[To do]
a: In the forum thread, which two actors does dwesterny call great?
b: Summarize the forum thread in two sentences.
c: Continue the forum thread from its last post.
+++ Document excerpt
They were english and kind of scifi nerds. Makes sense that they love Dr
Who.

Sent from my SCH-I535 using Tapatalk


----------



## lucca23v2 (Sep 16, 2015)

ok.. watching Dr. Who now...from the classic ones


----------



## dwesterny (Sep 16, 2015)

lucca23v2 said:


> ok.. watching Dr. Who now...from the classic ones


I only started with the revival and the first new doctor was mediocre IMO. He only lasted 1 season I think. David Tennant was great and Matt Smith. New guy is decent too. Could never get into the classic episodes.

Sent from my SCH-I535 using Tapatalk


----------



## loopytheone (Sep 17, 2015)

I've got an idea. 

I'm going to set up a present/prize giving/wish list type thing at spawn for everybody. It'll be set up by the end of today (my time) so please check it out then. =)

Aaaaand, Loopy's trading post is up and running! I don't have a ton of stuff but I've given everybody some presents inside the spawn building! I'll go back every day and give everybody presents when I am online.
++++++
+++ Provided data
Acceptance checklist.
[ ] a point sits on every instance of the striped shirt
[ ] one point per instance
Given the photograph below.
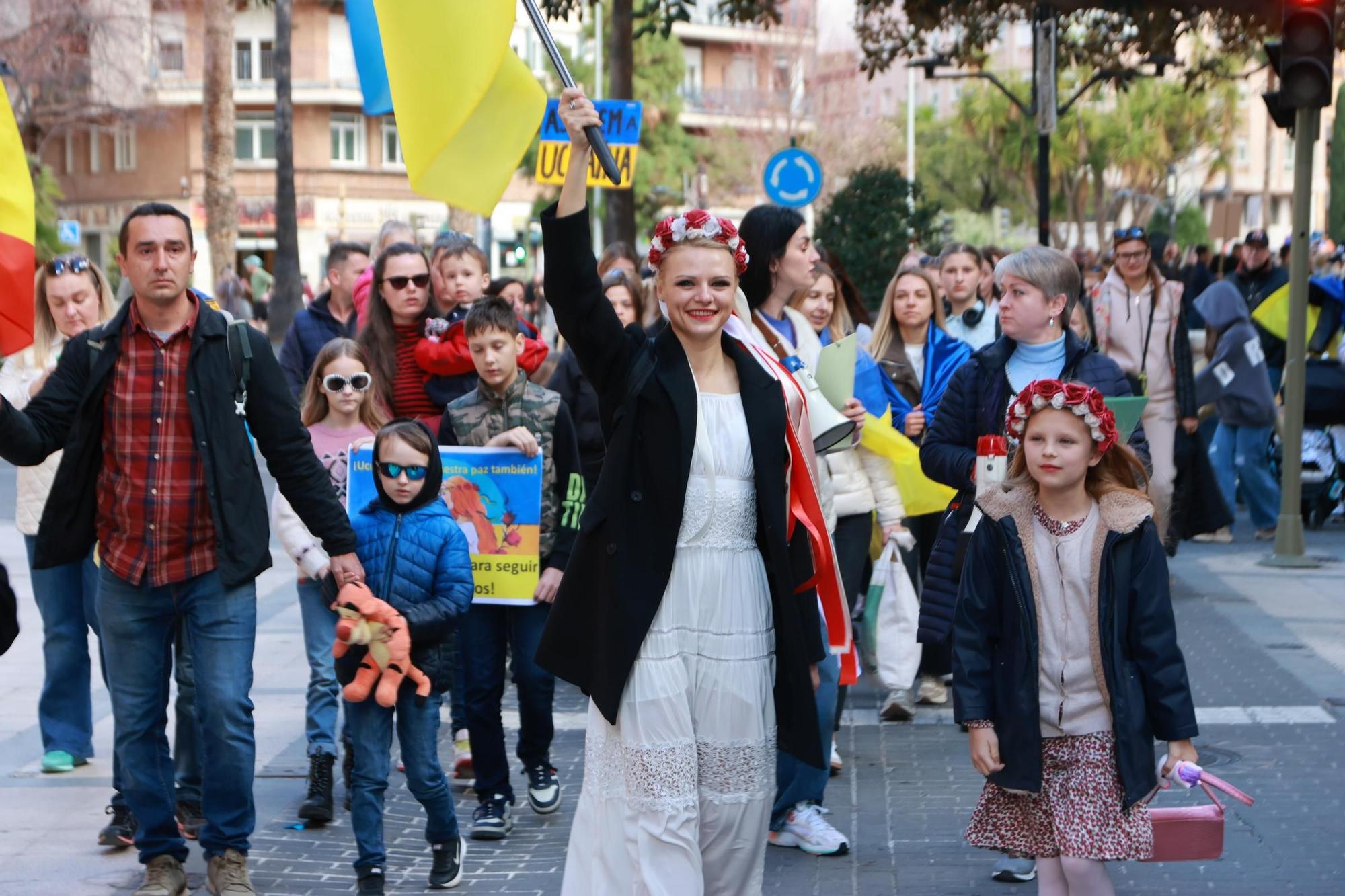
++++++
[Answer set]
a: David Tennant and Matt Smith.

b: After lucca23v2 starts watching the classic Doctor Who episodes, dwesterny says their own viewing began with the revival, calls the first new doctor mediocre, praises David Tennant and Matt Smith, and admits to never getting into the classic episodes. loopytheone then announces a present, prize giving and wish list setup at spawn and reports that Loopy's trading post is running, with presents for everybody inside the spawn building.

c:
----------



## lucca23v2 (Sep 17, 2015)

Awesome! i got a quote from War Games when I logged into chat....


----------



## Xyantha Reborn (Sep 28, 2015)

Sorry for not being on lately, life got busy! I will try and sneak on over the next few evenings. Hope to see you guys online!


----------



## lucca23v2 (Sep 28, 2015)

I haven't been on much either. Life is a bit hectic over here.. no rest for the weary...

Be yourself because everyone else is taken -Oscar Wilde


----------



## loopytheone (Sep 29, 2015)

Xyantha Reborn said:


> Sorry for not being on lately, life got busy! I will try and sneak on over the next few evenings. Hope to see you guys online!





lucca23v2 said:


> I haven't been on much either. Life is a bit hectic over here.. no rest for the weary...



Yes! Please do guys, me and Crumbling have been trying to hold down the minecraft fort by having multiple sleep overs and near-simultaneous dying but it isn't the same without you!


----------



## MrSensible (Sep 29, 2015)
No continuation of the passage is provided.